— Start of DOCUMENT PASSAGE —
The loss from discontinued operations for the three-month interim period ended June 30, 2003 was $5,618 compared to $269,065 for the same period in 2002. The loss in 2002 was attributable to our a write down of our US oil and gas properties and aircraft and flight equipment held for sale.

The income from discontinued operations for the six-month interim period ended June 30, 2003 was $192,981, which includes the gain on the sale of the properties of $175,685 and income from oil and gas operations of $22,915. The loss in 2002 of $525,818 was attributable to our US oil and gas and survey flight operations.

Other comprehensive income

The foreign currency exchange gain for the three-month period ended June 30, 2003 was an increase of $69,498 (63%) compared to the same period in 2002. The gain for the six-month period ended June 30, 2003 was an increase of $211,520 (189%) compared to the same period in 2002. Comprehensive gains or losses arise in consolidating our accounting records for financial reporting purposes as a result of the fluctuation in United States - Canadian currency rates during the period.

19

Relationships And Transactions On Terms That Would Not Be Available From Clearly Independent Third Parties

We have not entered into any transactions during our six-month interim period ended June 30, 2003 with any parties that are not clearly independent on terms that might not be available from other clearly independent third parties.
— End of DOCUMENT PASSAGE —
— Start of INFORMATION PROVIDED —
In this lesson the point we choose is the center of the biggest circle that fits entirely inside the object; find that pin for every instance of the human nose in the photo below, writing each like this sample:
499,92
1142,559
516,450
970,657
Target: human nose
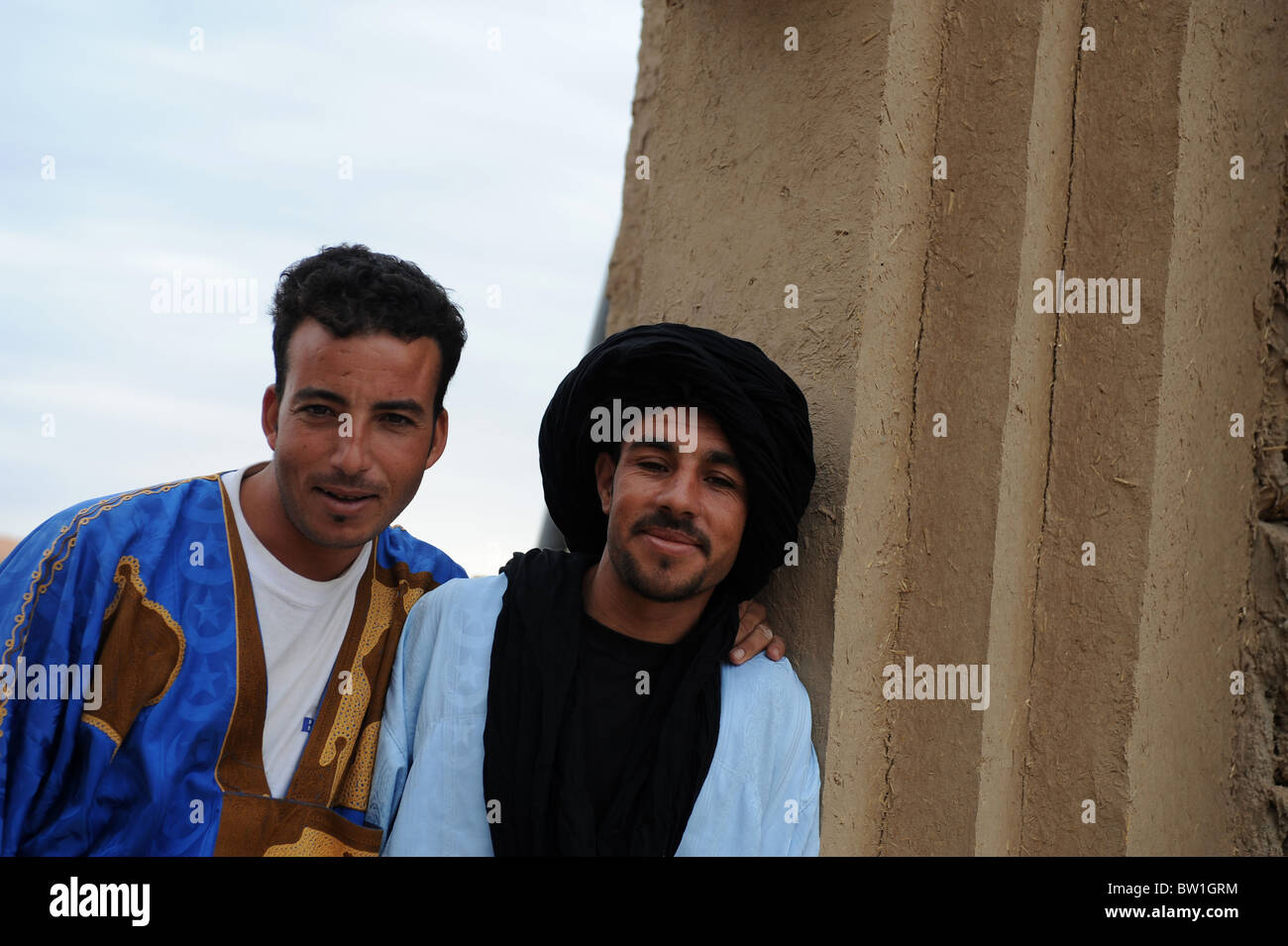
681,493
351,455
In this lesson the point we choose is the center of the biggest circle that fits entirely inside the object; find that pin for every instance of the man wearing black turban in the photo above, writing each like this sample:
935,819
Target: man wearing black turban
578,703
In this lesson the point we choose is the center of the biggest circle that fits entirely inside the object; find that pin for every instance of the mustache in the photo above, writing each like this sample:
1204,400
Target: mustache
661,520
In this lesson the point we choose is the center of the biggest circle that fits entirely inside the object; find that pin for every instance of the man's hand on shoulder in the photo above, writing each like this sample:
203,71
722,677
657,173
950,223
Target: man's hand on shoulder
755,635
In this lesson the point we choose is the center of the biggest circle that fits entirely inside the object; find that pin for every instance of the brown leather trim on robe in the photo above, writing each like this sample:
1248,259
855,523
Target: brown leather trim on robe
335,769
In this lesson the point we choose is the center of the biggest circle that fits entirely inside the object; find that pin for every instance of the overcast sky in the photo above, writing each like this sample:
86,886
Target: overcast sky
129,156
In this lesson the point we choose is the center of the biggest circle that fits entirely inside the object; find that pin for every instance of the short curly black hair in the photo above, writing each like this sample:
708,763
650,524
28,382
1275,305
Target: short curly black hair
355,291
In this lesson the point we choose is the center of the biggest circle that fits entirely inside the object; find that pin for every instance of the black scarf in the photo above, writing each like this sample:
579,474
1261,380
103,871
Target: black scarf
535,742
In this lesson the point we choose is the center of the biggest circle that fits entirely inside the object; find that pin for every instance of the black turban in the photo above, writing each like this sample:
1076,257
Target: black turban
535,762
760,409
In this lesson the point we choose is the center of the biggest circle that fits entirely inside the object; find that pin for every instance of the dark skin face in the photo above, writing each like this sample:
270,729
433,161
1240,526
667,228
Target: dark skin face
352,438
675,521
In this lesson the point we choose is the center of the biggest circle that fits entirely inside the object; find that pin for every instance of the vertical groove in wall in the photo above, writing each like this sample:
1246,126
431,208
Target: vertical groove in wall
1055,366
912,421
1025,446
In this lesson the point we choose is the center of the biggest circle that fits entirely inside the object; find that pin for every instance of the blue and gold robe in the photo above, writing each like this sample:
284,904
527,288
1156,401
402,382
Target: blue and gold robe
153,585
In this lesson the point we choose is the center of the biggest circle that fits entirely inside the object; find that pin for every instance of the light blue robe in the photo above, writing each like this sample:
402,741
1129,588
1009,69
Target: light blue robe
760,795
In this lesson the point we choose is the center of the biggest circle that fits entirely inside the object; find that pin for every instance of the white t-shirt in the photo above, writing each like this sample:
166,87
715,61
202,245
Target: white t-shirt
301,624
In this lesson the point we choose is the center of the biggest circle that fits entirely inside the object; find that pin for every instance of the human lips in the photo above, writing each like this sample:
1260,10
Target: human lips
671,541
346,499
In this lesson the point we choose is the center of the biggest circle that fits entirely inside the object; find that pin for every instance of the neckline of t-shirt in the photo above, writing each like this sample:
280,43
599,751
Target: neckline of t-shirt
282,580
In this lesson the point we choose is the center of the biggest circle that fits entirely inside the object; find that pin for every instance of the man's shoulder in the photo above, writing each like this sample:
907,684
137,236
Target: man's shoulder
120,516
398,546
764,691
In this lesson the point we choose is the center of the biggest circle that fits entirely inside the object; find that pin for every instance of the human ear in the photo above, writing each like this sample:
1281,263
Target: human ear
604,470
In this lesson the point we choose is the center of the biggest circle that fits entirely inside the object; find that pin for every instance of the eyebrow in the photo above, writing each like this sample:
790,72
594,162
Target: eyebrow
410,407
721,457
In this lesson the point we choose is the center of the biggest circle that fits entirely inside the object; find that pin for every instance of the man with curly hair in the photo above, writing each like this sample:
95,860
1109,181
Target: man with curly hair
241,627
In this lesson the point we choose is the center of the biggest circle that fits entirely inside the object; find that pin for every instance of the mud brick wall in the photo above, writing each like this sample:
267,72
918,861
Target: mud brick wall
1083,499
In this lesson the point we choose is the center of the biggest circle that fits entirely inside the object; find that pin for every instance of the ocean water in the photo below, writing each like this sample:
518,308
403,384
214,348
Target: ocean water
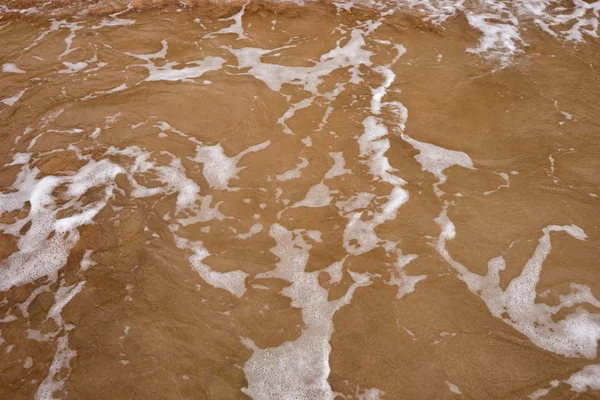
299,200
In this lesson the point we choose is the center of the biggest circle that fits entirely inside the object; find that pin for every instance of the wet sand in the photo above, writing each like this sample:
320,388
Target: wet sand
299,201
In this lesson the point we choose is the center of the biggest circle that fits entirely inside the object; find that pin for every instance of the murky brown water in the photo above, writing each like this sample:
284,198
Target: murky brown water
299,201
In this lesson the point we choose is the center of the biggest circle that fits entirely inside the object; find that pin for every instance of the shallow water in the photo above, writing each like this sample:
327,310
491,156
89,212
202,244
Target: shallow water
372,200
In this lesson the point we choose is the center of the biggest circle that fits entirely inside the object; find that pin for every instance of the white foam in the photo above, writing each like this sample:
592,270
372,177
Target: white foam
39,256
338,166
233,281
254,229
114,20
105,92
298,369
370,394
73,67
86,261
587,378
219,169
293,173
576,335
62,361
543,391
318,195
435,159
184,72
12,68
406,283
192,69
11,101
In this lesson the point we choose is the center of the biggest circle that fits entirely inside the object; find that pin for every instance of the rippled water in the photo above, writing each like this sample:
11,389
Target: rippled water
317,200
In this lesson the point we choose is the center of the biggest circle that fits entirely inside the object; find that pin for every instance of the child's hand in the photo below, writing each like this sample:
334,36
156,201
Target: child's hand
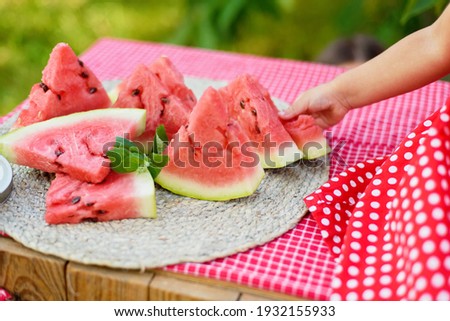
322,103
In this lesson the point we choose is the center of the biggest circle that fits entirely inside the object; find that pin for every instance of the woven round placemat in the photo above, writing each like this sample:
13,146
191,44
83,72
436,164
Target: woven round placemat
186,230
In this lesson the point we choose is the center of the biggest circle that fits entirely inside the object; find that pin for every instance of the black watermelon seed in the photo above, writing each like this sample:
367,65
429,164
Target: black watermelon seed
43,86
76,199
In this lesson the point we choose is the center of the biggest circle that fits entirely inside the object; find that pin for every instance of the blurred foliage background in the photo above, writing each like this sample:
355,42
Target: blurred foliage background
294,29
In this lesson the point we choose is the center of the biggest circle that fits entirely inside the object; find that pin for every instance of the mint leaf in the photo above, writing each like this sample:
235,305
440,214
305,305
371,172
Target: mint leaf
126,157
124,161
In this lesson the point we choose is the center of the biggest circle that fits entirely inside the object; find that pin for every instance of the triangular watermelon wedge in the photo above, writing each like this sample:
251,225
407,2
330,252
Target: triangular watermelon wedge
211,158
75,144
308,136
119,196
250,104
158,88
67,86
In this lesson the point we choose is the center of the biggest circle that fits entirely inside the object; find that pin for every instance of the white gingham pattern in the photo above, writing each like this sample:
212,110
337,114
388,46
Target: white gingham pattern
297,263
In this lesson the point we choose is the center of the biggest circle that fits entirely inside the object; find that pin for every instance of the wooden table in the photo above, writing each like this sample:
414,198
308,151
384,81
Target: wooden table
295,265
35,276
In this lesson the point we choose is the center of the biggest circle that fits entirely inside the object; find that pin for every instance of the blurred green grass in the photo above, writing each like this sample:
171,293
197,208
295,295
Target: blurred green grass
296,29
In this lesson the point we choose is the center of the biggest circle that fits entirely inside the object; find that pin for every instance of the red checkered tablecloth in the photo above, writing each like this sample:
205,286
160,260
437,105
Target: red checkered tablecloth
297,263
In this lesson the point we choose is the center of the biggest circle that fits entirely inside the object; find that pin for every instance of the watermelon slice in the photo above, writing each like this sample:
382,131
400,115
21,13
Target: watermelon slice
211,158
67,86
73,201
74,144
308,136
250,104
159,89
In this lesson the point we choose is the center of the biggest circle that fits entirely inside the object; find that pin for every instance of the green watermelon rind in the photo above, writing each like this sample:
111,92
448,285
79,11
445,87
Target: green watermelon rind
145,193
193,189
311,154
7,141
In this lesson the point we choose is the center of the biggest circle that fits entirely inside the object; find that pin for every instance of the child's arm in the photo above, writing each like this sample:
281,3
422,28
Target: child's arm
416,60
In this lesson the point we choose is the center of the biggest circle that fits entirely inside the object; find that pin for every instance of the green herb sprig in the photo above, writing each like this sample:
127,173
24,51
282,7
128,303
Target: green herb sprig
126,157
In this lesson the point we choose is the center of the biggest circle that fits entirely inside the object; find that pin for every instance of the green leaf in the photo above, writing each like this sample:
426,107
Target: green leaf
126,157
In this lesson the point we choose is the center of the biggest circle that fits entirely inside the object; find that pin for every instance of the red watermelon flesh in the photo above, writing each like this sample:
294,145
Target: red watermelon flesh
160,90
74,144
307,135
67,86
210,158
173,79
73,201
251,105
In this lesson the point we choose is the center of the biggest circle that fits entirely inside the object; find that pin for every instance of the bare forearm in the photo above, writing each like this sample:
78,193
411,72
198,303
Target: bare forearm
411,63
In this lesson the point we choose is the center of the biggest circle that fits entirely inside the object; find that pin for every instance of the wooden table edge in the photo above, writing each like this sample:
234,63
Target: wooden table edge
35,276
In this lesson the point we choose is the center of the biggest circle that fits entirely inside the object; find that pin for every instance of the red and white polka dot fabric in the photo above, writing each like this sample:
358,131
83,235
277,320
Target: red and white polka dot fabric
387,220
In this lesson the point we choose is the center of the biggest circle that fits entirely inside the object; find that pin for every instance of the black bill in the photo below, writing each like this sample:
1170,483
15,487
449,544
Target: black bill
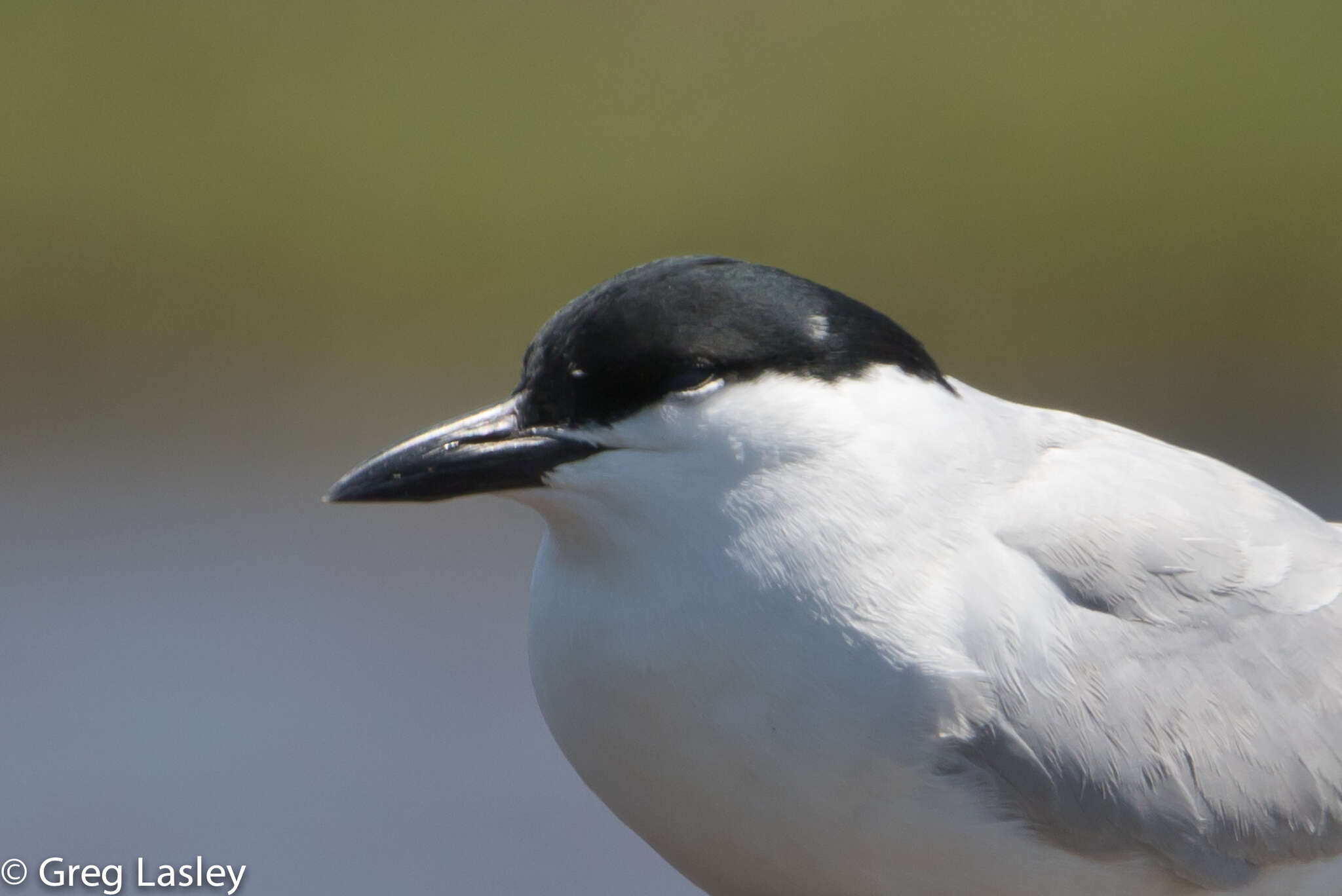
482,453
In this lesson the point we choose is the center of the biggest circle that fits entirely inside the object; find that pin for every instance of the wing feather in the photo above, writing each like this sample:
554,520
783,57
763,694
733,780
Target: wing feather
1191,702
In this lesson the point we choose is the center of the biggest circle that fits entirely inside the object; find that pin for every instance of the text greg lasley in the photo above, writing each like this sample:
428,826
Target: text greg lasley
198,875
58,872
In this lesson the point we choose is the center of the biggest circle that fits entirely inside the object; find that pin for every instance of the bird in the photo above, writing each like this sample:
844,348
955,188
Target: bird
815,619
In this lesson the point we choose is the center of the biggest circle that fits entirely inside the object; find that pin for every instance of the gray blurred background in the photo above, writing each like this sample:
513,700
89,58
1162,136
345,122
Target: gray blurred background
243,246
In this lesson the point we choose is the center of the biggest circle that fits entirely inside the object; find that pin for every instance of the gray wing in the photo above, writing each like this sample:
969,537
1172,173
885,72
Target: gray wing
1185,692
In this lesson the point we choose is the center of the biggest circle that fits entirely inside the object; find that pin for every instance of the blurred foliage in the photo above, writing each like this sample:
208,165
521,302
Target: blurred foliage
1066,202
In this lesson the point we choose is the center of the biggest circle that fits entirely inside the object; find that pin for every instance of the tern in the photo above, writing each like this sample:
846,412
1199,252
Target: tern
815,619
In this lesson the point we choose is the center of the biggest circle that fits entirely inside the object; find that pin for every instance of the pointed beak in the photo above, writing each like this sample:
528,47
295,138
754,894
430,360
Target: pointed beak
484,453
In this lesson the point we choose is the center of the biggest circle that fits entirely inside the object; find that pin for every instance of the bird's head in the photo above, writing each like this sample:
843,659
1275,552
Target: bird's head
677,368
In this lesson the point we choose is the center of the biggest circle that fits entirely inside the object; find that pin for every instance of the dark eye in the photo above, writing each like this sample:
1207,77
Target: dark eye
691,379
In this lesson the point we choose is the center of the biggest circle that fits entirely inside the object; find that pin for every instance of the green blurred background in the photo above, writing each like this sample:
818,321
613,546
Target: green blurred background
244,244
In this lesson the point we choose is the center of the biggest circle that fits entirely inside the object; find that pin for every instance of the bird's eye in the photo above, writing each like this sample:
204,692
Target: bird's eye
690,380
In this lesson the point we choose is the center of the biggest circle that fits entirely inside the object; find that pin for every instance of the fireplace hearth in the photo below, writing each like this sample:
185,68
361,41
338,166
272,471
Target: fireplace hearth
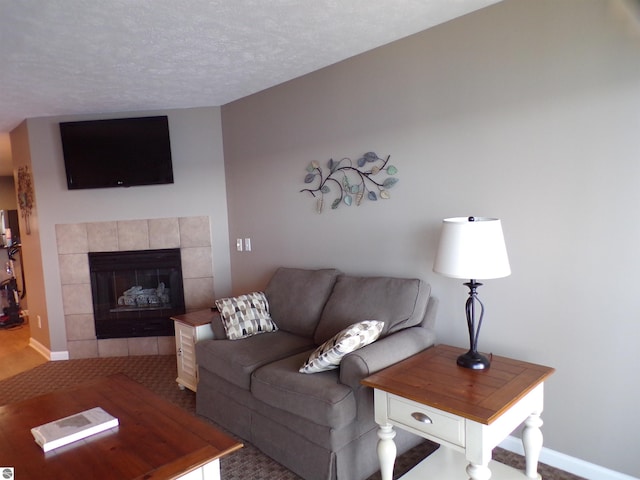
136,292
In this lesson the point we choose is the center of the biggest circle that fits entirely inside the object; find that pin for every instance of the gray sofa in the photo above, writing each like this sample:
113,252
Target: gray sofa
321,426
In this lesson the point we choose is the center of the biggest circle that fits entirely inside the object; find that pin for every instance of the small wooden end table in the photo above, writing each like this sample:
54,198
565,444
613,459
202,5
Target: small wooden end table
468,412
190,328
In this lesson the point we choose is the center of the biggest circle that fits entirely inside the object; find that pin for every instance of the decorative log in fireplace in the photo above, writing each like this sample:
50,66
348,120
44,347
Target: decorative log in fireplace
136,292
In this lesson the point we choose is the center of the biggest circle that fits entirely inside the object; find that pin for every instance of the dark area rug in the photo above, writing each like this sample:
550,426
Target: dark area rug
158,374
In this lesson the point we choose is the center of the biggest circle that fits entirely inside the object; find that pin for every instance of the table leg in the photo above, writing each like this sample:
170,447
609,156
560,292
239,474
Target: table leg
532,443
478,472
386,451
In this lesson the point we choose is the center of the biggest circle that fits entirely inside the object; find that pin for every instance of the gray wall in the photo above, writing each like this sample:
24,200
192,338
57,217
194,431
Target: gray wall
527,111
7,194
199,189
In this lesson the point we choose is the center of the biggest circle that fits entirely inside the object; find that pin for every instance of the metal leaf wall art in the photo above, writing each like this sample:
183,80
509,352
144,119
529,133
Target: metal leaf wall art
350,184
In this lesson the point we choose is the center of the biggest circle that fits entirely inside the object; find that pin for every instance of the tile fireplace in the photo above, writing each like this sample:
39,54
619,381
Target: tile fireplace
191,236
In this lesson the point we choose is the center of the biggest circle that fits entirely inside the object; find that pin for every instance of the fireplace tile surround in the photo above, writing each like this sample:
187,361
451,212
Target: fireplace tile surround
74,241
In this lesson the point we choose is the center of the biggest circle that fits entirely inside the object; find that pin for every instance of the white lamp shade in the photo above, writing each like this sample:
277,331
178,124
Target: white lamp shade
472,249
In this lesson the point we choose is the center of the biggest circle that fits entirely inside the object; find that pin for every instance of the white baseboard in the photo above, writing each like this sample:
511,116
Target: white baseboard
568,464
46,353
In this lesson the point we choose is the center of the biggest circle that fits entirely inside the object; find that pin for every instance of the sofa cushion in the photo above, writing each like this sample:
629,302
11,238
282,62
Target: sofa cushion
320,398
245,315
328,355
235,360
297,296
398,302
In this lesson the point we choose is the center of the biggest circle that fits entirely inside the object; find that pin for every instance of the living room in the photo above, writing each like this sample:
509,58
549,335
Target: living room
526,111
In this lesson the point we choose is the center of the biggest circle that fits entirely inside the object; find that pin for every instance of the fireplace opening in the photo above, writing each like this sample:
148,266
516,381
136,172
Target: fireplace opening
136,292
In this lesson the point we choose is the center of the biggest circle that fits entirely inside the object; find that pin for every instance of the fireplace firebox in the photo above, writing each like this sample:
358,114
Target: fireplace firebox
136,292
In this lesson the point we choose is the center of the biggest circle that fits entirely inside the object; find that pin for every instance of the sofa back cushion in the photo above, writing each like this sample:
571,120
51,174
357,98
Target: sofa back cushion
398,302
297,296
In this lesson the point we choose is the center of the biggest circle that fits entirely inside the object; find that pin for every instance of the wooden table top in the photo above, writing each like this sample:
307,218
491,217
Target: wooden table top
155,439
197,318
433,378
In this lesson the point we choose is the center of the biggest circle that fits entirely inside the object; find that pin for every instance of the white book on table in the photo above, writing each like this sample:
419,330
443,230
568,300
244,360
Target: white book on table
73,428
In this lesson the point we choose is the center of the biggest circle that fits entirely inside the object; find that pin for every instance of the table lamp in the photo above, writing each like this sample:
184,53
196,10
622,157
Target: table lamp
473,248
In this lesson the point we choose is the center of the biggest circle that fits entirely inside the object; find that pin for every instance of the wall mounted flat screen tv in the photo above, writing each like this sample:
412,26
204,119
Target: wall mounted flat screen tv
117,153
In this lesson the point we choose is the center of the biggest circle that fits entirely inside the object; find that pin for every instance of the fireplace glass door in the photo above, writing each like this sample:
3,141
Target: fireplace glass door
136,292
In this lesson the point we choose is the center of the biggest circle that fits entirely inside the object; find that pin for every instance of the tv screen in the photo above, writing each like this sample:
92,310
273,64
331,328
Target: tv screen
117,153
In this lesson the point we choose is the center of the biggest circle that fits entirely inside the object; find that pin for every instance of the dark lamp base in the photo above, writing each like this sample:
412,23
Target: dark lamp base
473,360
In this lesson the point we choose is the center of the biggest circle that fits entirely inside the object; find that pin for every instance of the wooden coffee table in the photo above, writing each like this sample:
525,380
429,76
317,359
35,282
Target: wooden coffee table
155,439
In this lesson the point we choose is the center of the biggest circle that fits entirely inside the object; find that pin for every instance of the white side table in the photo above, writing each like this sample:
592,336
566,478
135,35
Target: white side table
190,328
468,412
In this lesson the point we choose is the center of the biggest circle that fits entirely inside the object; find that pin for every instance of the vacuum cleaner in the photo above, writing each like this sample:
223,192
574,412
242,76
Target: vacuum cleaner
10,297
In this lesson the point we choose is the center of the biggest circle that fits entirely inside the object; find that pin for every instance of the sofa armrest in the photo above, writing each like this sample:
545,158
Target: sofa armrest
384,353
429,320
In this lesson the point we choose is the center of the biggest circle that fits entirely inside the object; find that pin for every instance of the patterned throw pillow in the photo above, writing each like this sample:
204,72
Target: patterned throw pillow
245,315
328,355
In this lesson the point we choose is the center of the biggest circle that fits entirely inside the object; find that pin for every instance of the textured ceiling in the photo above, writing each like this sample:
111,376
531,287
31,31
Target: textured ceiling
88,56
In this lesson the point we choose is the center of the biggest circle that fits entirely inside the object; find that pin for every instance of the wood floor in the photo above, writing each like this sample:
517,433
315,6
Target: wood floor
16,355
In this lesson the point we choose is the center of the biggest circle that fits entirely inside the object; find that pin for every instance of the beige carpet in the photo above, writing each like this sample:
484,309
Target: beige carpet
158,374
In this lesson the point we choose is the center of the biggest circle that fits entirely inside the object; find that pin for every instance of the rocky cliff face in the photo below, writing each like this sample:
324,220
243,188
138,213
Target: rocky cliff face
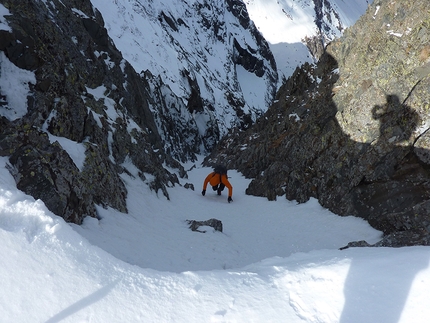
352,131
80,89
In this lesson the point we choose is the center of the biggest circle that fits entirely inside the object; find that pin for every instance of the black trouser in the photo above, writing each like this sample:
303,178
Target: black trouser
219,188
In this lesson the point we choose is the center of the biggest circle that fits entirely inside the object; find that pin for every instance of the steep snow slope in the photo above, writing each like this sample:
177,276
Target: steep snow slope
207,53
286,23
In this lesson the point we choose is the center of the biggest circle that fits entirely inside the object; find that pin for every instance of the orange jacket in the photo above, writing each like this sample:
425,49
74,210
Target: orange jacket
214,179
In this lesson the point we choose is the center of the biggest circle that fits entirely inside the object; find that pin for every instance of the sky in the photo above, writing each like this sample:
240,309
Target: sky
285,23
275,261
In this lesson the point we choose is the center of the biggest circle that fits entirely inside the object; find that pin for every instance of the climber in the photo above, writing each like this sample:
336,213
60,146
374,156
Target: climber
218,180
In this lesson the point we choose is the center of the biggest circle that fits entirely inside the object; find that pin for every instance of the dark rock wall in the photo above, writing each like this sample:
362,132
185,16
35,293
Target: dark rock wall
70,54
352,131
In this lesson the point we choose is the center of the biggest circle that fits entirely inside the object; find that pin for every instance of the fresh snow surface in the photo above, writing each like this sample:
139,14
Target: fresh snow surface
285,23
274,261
— End of INFORMATION PROVIDED —
Continue the quarterly financial report passage with the next section after its statement on related-party transactions.

- **SOLVED PROBLEM**
LIQUIDITY AND CAPITAL RESOURCES

Sources Of Cash

Our major source of cash flow from September 2001 to June 30, 2003 was a private placement that closed in September 2001 of 3,803,684 common shares for total gross proceeds of $4,374,237.

Current Cash Position And Historical Changes In Cash Position

Our cash position as of June 30, 2003 was $962,887 as compared to $585,070 as of December 31, 2002. Our cash position as of June 30, 2002 was $1,853,926 as compared to $2,994,608 as of December 31, 2001.We now maintain the bulk of our cash in Canadian dollar accounts, consistent with our strategy of focusing our efforts on our Canadian properties.

Cash used in operating activities decreased by $530,915 (76%) to $166,094 for the three-month period ended June 30, 2003 as compared to the same period in 2002 primarily due to the net loss for the 2003 period which decreased by $160,975 in 2003 from 2002, net of cash decreases on other items, primarily working capital changes.

Investing activities used cash of $195,033 in the three-month period ended June 30,2003 compared to $483,208 of cash used in the same period in 2002. The main reason for the decrease of $288,175 was the $332,238 decrease in accrued oil and gas property costs and trade payables.

Cash generated by discontinued operations decreased by $190,649 (21%) to $714,382 for the three-month period ended June 30, 2003 as compared to the same period in 2002.

Other comprehensive income, specifically gains on foreign currency exchange, was $179,713 in the three month period ended June 30,2003 compared to the income of $110,215 for the same period in 2002.

Cash used in operating activities decreased by $629,333 (65%) to $341,036 for the six-month period ended June 30, 2003 as compared to the same period in 2002 primarily due to the net loss for the 2003 period which decreased by $301,911 in 2003 from 2002, net of cash decreases on other items, primarily working capital changes.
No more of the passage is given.